• _Your instructions_
Write out the whole listing again, exactly.

[[ Given data, beginning ]]

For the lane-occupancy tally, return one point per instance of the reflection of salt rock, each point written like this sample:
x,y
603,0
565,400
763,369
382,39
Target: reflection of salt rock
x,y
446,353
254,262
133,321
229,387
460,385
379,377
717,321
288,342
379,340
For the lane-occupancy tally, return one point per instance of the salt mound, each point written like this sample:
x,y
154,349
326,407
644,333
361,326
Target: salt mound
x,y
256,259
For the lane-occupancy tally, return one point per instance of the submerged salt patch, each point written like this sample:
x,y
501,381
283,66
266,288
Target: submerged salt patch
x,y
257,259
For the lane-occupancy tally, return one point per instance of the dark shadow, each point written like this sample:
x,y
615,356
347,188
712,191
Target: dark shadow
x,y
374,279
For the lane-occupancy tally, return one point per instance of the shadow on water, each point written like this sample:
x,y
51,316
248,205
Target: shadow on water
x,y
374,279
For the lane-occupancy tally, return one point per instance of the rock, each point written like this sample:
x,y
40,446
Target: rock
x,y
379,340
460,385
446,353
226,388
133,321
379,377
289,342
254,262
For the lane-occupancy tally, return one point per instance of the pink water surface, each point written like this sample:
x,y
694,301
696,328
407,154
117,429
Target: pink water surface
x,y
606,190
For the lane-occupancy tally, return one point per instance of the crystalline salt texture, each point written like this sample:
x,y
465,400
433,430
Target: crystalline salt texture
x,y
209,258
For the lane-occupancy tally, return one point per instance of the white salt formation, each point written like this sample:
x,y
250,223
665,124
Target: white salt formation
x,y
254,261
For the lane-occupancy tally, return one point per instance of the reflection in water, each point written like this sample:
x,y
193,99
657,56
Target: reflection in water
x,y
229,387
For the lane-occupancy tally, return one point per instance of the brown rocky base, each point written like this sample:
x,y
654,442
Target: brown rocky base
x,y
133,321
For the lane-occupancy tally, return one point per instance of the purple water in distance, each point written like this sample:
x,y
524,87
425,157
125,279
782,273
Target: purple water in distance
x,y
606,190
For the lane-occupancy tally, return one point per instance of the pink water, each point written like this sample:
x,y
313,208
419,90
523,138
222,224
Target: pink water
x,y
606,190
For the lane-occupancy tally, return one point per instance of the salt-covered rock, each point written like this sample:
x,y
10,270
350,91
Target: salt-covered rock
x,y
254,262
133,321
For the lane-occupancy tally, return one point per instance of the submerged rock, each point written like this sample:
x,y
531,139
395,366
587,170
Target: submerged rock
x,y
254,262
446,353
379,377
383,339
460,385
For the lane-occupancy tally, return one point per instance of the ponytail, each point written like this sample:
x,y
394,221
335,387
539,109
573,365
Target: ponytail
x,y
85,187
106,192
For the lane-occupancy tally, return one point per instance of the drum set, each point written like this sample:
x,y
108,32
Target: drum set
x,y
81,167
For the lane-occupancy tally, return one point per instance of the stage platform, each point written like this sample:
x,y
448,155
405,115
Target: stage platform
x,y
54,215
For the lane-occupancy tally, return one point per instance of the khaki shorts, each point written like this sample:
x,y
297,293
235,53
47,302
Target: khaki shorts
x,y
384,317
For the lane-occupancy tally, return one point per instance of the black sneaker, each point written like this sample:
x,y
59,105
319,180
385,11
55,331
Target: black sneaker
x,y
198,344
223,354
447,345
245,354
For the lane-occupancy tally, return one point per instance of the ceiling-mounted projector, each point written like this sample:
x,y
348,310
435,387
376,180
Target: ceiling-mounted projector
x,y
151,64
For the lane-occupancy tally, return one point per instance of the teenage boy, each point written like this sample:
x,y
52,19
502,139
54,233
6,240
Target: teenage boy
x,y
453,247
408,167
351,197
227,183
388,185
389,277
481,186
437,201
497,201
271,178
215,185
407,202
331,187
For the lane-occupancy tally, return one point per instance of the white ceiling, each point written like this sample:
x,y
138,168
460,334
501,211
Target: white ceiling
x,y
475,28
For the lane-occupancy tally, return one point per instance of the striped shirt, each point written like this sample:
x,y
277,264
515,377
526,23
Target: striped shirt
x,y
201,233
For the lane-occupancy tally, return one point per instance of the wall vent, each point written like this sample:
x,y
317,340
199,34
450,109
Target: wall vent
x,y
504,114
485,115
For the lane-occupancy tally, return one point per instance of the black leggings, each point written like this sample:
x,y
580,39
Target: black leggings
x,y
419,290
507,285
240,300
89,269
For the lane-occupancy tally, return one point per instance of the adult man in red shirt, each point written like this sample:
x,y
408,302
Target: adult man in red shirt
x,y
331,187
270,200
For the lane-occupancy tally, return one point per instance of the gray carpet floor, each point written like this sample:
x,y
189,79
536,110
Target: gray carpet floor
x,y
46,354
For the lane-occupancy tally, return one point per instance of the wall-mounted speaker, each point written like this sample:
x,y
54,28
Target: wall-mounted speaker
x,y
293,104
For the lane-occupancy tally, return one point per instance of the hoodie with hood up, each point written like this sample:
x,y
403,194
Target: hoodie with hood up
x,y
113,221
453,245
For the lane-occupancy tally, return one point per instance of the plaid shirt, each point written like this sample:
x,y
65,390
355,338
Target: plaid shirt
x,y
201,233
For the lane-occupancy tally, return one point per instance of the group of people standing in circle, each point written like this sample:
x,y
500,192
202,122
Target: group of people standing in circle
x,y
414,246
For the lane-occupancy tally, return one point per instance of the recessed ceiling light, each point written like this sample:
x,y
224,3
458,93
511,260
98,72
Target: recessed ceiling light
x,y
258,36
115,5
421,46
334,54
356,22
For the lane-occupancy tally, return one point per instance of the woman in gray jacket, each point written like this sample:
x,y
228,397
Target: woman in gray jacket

[[ Given data, end ]]

• _Solved problem_
For the lane-occupancy tally, return one point per instance of the reflection of salt rock, each point written like this sample:
x,y
603,0
565,400
763,369
382,39
Target: reflection of salt rock
x,y
446,353
254,262
133,321
229,387
460,385
379,377
717,321
288,342
379,340
For the lane-occupancy tally, return one point per instance of the salt mound, each point written like this sample:
x,y
154,349
326,407
644,333
361,326
Target: salt mound
x,y
256,259
For the lane-occupancy tally, return one point per instance of the submerged salt patch, each point written like this sample:
x,y
501,381
283,66
266,288
Target: submerged salt patch
x,y
257,259
For the lane-occupancy tally, return one point per instance of the dark shadow, each point written like this sample:
x,y
615,356
347,188
712,191
Target: dark shadow
x,y
374,279
For the lane-occupancy tally, return one point per instance of the shadow on water, each point written like this sample:
x,y
51,316
248,205
Target: shadow on water
x,y
374,279
For the lane-occupancy tally, return one point per instance of the rock, each point written like this sample:
x,y
40,446
Target: rock
x,y
379,340
460,385
446,353
226,388
133,321
379,377
289,342
254,262
For the lane-occupancy tally, return one point per instance of the pink water surface, each point written like this sample:
x,y
694,301
696,328
407,154
117,429
Target: pink water surface
x,y
606,190
For the lane-occupancy tally, return one point per instance of the crystalline salt texture, each point written like this sample:
x,y
465,400
433,430
Target: crystalline salt texture
x,y
209,258
For the lane-occupancy tally, return one point per instance of the white salt formation, each point written like this sample:
x,y
250,223
665,124
Target: white salt formation
x,y
254,261
For the lane-occupancy tally, return one point per instance of the reflection in water, each point written like this sample:
x,y
193,99
657,56
Target: reflection in water
x,y
229,387
For the lane-occupancy tally, return one point per instance of the brown rocky base, each point written like this sample:
x,y
654,442
Target: brown rocky base
x,y
133,321
For the lane-occupancy tally, return one point per instance of the purple water in distance, each point written like this sample:
x,y
524,87
425,157
125,279
782,273
Target: purple water in distance
x,y
606,190
For the lane-occupancy tally, return one point per instance of the pink water, each point written like this sample:
x,y
313,208
419,90
523,138
222,224
Target: pink water
x,y
606,190
For the lane-occupancy tally, return one point per instance of the salt-covered rock, each point written like this sample:
x,y
10,270
350,91
Target: salt-covered rock
x,y
254,262
133,321
For the lane-occupancy tally, return one point per instance of the submerged rock, each point written like this sample:
x,y
531,139
395,366
587,170
Target: submerged rock
x,y
254,262
446,353
379,377
383,339
460,385
For the lane-occupancy tally, return one point per instance of the ponytail, each point written like this sample:
x,y
394,221
335,387
539,109
573,365
Target: ponytail
x,y
85,187
106,192
For the lane-occupancy tally, return one point per instance of the drum set, each point written like this sample:
x,y
108,32
Target: drum set
x,y
81,167
For the lane-occupancy tally, return one point per instance of the stage platform, each point written like this sample:
x,y
448,155
405,115
Target: stage platform
x,y
54,215
For the lane-occupancy tally, return one point per instance of the khaki shorts, each point written like this sample:
x,y
297,293
235,53
47,302
Target: khaki shorts
x,y
384,317
For the lane-occupancy tally, return one point per instance of the black sneaker, each point written like this sample:
x,y
59,105
319,180
385,11
55,331
Target: black sneaker
x,y
198,344
223,354
447,345
245,354
For the lane-occupancy tally, return one point per instance of the ceiling-mounted projector, each point written like this sample:
x,y
348,310
435,387
376,180
Target: ceiling-mounted projector
x,y
151,64
For the lane-occupancy tally, return one point per instance of the teenage boy, each point written like this sample:
x,y
52,19
502,139
54,233
6,240
Target: teenage boy
x,y
453,247
408,167
351,197
227,183
388,185
389,277
481,186
437,201
497,201
271,178
215,185
407,202
331,187
For the lane-occupancy tally, return one point per instance of the white ceiling, each point written like this sample:
x,y
138,168
460,334
501,211
Target: white ceiling
x,y
475,28
For the lane-occupancy tally, return one point per instance of the striped shirt, each point written like this sample:
x,y
277,264
515,377
526,23
Target: striped shirt
x,y
201,233
For the lane-occupancy tally, return one point per instance of the wall vent, each point written like this sample:
x,y
317,340
199,34
450,109
Target: wall vent
x,y
504,114
485,115
For the lane-occupancy tally, return one point per instance of the black leggings, each point written like this sample:
x,y
580,39
Target: black leggings
x,y
419,290
507,285
240,300
89,269
For the lane-occupancy tally, return one point per instance of the adult man in red shirt, each point written like this sample:
x,y
408,302
Target: adult man in red shirt
x,y
331,187
270,200
For the lane-occupancy tally, return one point per instance of the gray carpet floor, each point written like this sample:
x,y
189,79
536,110
Target: gray carpet floor
x,y
46,354
For the lane-occupancy tally, return one point per instance of the wall-mounted speaker, each point written like this sample:
x,y
54,28
Target: wall-mounted speaker
x,y
293,104
For the lane-occupancy tally, return one point per instance of the hoodie with hood up, each point written like this sample:
x,y
403,194
Target: hoodie with hood up
x,y
113,221
453,245
For the lane-occupancy tally, return one point per instance of the plaid shirt, each point written like this sample:
x,y
65,390
355,338
Target: plaid shirt
x,y
201,233
For the lane-occupancy tally, return one point per instance of the group of people standing in circle, each point written like this sample:
x,y
500,192
202,122
Target: group of people standing in circle
x,y
414,246
For the lane-occupancy tally, return one point per instance of the recessed ceiling light, each point written like this sample:
x,y
224,3
458,93
511,260
98,72
Target: recessed ceiling light
x,y
258,36
115,5
421,46
334,54
356,22
For the lane-occupancy tally, return one point per instance of the woman in gray jacket, each point written like this sample:
x,y
228,397
Target: woman in gray jacket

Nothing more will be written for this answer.